━━━━━ DOCUMENT PASSAGE ━━━━━

Multimodal thinking on breast cancer
Sunday 09.00 PT: The US National Cancer Institute’s Network for Translational Research in Optical Imaging is a multicentre programme tasked with realizing practical optical modalities for early cancer detection, cancer diagnosis and measurement of response to therapy. Yesterday evening I went along to a dedicated BiOS session to hear about the network’s efforts in applying diffuse optical imaging for enhanced detection of breast cancer.
Brian Pogue, associate professor of engineering at Dartmouth College (Hanover, NH), kicked off the session by reviewing the integration of near-infrared spectroscopy (NIRS) into standard MRI and CT instrumentation. While this type of hybrid imaging is still in its infancy, he reckons that using it to guide therapy or to properly individualize the choice of therapy is “the next logical step”.
With this in mind, Dartmouth researchers, in collaboration with Philips Medical Systems, have developed a prototype small-animal imaging system that integrates NIRS into a 3 T MR breast biopsy coil.
“We use MR for imaging, NIR for spectroscopy,” said Pogue, adding that such an approach allows quantification of molecular tracers and biophysical imaging of tissue using contrast mechanisms that are not otherwise available.
Right now, however, the optical-fibre interface (for light delivery) is too cumbersome for the clinical setting, while the cost of integration takes optical spectroscopy out of the “inexpensive category”.
Soren Konecky of the University of Pennsylvania (Philadelphia, PA) provided an alternative take on the multimodal theme. His presentation reported on a small pilot study (17 patients) to evaluate the coregistration of diffuse optical tomography (DOT) and PET images of the human breast.
The purpose here is not primary detection of breast cancer, rather the evaluation of a patient’s response to therapy and early identification of resistance factors during treatment - information which can be used by doctors to adapt the treatment plan accordingly.
Unlike CT, MRI and ultrasound, DOT and PET primarily measure the physiological characteristics of tissue, rather than its anatomical structure. So why use optical and PET modalities in tandem?
“The combined analysis of optically measured parameters, such as haemoglobin concentration/oxygenation and blood flow, with PET parameters, such as fluoro-deoxyglucose uptake as a measure of glucose metabolism, may provide new and important information,” notes Konecky’s conference abstract.
He adds that “coregistration of DOT and PET parameters affords a method for increased tumour sensitivity and specificity compared to the stand-alone modalities.”

━━━━━

Could you reproduce the breast cancer imaging text starting with "The purpose here" and going on through "modalities in tandem?", replacing "ultrasound" with "mammography"?

━━━━━ DATASET EXTRACT ━━━━━

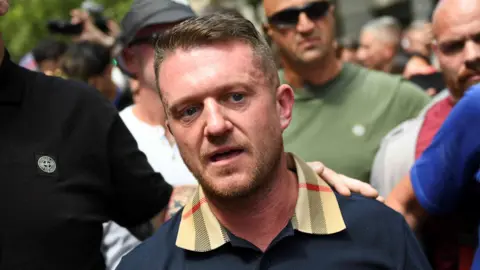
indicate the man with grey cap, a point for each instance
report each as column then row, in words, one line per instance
column 145, row 119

━━━━━

§ SOLUTION:
The purpose here is not primary detection of breast cancer, rather the evaluation of a patient’s response to therapy and early identification of resistance factors during treatment - information which can be used by doctors to adapt the treatment plan accordingly.
Unlike CT, MRI and mammography, DOT and PET primarily measure the physiological characteristics of tissue, rather than its anatomical structure. So why use optical and PET modalities in tandem?